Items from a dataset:

================================

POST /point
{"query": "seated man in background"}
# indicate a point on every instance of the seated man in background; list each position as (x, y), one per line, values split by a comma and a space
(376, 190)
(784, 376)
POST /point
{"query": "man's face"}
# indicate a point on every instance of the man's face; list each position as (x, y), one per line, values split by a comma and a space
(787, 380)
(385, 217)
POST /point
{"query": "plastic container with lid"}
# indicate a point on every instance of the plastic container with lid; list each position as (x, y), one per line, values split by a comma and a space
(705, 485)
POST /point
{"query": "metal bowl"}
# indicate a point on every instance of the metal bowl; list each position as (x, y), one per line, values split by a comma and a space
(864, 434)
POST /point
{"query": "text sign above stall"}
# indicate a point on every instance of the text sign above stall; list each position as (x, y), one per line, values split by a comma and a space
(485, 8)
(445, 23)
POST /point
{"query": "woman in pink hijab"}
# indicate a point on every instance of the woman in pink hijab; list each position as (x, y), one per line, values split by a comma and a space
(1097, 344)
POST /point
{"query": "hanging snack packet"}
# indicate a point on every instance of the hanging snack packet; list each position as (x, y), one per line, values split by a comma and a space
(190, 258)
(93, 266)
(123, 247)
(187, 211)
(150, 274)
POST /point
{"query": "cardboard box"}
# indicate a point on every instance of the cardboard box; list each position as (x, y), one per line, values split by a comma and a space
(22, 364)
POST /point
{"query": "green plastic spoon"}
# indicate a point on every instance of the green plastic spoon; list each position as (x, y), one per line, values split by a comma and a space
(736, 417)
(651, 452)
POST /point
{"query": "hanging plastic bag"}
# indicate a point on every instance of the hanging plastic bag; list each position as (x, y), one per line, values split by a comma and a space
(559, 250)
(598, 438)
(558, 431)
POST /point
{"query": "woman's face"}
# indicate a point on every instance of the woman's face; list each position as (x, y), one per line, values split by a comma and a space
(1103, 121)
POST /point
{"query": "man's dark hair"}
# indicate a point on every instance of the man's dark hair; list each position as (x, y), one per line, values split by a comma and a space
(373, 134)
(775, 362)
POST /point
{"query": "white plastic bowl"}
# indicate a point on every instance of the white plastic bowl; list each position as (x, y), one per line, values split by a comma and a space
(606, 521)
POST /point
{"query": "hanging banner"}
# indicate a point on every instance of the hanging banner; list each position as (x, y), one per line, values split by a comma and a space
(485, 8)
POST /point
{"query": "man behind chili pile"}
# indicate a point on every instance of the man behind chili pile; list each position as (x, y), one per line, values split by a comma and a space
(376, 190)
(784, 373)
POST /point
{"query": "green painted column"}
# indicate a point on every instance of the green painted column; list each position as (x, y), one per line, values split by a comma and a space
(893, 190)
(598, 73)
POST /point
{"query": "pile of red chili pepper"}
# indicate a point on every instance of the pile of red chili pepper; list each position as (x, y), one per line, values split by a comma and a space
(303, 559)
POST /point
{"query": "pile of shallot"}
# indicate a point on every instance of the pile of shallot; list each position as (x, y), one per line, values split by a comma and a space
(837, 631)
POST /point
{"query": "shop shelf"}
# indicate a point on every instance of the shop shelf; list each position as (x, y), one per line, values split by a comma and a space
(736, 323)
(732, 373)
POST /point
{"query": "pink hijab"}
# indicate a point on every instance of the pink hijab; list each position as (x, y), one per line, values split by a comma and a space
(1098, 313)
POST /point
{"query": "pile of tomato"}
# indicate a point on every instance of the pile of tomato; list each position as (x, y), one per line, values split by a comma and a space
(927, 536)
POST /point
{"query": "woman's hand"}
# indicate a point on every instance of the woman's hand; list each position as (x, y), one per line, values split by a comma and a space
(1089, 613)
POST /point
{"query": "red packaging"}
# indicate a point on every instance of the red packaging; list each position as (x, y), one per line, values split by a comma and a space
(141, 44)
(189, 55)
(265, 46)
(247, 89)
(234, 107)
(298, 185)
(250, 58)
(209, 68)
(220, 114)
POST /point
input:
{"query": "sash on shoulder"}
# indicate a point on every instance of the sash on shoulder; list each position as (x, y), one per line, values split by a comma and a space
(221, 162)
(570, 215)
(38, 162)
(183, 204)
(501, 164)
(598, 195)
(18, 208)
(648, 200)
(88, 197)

================================

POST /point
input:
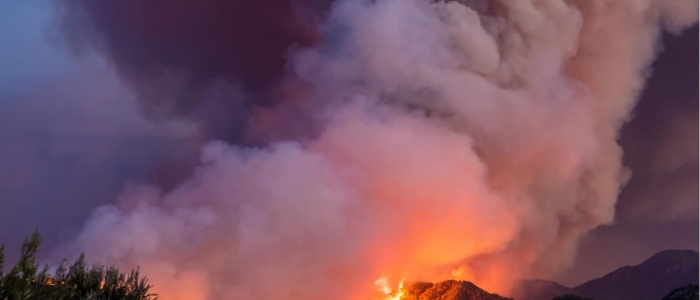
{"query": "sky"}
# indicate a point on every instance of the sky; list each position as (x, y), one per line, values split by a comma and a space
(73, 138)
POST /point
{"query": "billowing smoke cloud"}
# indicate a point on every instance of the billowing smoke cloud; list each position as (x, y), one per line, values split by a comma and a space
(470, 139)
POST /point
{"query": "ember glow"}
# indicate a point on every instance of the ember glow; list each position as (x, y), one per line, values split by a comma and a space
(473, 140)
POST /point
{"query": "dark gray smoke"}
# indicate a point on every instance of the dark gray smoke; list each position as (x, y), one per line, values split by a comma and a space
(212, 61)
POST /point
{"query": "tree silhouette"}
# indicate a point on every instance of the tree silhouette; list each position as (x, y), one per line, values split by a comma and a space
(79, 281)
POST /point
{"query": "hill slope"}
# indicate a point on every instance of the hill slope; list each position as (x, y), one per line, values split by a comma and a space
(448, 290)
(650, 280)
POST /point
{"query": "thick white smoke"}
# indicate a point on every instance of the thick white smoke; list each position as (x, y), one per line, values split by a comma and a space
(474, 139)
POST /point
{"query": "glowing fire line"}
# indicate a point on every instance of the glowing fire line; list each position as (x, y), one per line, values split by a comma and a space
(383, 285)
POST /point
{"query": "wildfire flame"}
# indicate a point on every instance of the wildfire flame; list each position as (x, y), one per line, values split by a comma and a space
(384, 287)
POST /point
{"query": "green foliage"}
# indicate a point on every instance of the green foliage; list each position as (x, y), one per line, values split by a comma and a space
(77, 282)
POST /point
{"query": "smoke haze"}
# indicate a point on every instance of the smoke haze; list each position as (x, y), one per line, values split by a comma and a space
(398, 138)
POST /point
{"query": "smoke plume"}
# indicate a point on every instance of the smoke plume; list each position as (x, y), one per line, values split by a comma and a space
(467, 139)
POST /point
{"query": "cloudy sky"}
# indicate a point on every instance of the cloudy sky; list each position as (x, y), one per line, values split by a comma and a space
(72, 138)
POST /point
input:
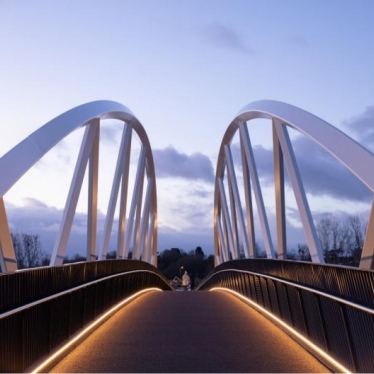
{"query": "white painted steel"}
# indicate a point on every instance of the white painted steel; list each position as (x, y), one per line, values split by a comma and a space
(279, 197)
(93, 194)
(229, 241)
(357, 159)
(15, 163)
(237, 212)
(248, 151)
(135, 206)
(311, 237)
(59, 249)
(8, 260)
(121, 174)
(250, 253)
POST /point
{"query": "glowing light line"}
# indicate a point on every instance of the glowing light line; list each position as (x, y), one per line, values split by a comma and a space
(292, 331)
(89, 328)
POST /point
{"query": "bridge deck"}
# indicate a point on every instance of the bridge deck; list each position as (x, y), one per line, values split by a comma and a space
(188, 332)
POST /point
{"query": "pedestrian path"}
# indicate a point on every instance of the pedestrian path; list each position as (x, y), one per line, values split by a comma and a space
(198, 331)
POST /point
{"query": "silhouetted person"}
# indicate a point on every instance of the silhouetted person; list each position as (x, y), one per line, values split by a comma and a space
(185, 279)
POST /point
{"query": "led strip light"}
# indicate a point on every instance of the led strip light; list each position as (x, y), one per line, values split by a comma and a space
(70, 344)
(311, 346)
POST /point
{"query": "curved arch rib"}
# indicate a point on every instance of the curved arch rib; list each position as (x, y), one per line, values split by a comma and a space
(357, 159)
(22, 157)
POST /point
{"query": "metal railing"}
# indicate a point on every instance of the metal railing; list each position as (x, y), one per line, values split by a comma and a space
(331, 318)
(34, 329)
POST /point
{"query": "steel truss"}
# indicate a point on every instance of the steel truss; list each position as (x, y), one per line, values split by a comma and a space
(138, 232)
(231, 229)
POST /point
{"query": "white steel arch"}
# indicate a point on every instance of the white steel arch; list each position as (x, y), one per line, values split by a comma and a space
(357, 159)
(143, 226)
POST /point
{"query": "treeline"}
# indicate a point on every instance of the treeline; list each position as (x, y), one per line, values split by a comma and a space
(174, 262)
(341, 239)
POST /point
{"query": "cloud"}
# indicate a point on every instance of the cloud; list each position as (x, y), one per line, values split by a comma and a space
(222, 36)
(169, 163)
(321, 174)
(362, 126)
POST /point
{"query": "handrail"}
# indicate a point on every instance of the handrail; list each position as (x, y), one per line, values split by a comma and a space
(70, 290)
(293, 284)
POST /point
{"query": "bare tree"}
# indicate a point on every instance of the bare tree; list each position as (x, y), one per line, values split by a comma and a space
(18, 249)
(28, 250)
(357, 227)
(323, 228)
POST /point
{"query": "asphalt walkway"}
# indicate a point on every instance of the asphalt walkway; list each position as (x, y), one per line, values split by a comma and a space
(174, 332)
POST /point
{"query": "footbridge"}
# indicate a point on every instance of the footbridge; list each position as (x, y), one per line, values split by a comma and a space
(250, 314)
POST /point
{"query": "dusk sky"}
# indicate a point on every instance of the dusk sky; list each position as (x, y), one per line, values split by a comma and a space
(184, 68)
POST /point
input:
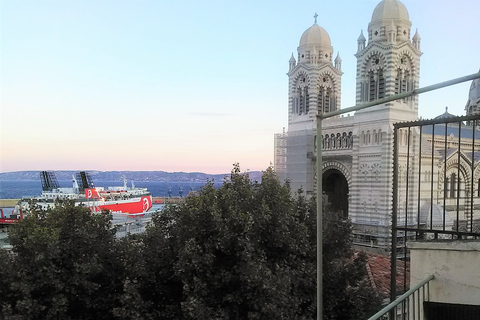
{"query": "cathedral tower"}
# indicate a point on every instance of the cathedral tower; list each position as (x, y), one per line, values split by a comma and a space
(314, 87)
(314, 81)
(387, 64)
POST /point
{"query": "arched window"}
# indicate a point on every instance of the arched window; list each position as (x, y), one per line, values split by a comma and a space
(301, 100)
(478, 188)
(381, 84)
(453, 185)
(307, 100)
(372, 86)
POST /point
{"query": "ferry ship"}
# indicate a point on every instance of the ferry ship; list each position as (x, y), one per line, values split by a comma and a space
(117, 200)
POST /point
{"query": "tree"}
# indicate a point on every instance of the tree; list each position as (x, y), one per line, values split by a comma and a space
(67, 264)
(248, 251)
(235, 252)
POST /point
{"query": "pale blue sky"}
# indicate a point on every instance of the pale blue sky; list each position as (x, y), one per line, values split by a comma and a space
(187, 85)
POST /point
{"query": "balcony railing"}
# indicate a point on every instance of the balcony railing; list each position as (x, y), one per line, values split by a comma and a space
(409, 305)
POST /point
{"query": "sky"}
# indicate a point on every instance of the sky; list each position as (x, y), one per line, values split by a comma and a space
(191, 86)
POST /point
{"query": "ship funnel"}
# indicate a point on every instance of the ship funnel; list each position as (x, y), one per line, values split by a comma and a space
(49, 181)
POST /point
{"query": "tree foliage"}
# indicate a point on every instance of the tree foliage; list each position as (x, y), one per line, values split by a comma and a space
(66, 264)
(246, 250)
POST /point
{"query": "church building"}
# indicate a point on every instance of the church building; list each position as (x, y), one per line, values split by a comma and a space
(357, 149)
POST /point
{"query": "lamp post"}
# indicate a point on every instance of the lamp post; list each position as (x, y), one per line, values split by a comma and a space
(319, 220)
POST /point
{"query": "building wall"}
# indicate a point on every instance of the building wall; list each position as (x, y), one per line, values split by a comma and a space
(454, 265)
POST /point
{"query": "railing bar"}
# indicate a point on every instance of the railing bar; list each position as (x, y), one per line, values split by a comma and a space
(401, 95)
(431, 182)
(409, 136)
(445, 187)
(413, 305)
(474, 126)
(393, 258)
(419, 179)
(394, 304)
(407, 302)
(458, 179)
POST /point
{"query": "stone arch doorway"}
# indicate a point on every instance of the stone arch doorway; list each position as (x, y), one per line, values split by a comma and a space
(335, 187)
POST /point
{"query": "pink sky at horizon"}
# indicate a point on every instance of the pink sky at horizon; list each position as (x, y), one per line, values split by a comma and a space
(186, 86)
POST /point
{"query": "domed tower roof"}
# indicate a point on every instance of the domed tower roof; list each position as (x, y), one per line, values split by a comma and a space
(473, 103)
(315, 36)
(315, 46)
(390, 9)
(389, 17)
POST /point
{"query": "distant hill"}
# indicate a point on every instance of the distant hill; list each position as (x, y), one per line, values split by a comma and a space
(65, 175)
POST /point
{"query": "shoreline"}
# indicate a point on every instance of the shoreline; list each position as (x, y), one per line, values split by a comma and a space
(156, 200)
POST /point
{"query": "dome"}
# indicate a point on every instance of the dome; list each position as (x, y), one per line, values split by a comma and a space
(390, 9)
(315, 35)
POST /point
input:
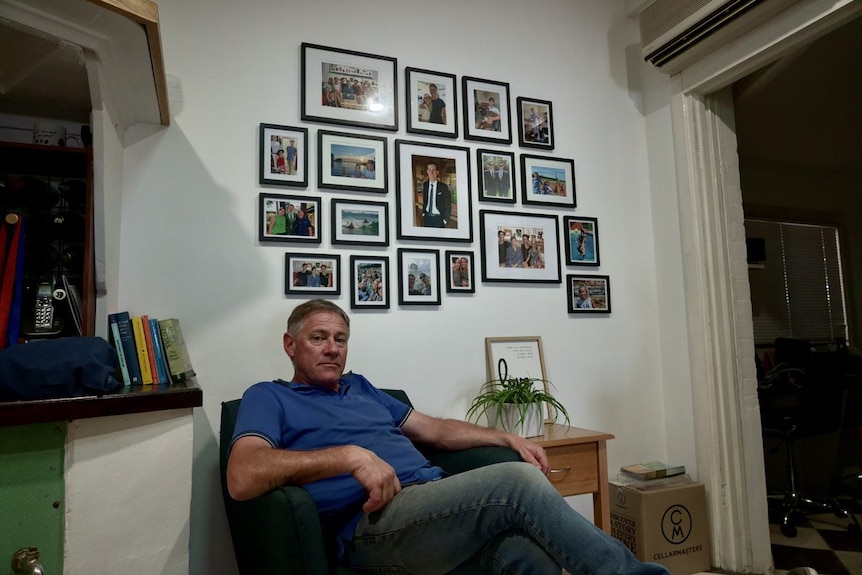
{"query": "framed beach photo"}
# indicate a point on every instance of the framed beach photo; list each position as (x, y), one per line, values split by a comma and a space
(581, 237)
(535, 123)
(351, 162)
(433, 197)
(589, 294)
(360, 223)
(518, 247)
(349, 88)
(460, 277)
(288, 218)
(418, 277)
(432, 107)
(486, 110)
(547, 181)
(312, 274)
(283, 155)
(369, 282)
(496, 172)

================================

> TASK TO COMPLETE:
Pick out each line in the rows above that contains the word "with" and copy those lines.

> WRITTEN REPLY:
{"query": "plastic container with lid"}
# indicate a point on every instance of the plastic container with lid; list each position as (x, y), one per line, values split by a comma and a space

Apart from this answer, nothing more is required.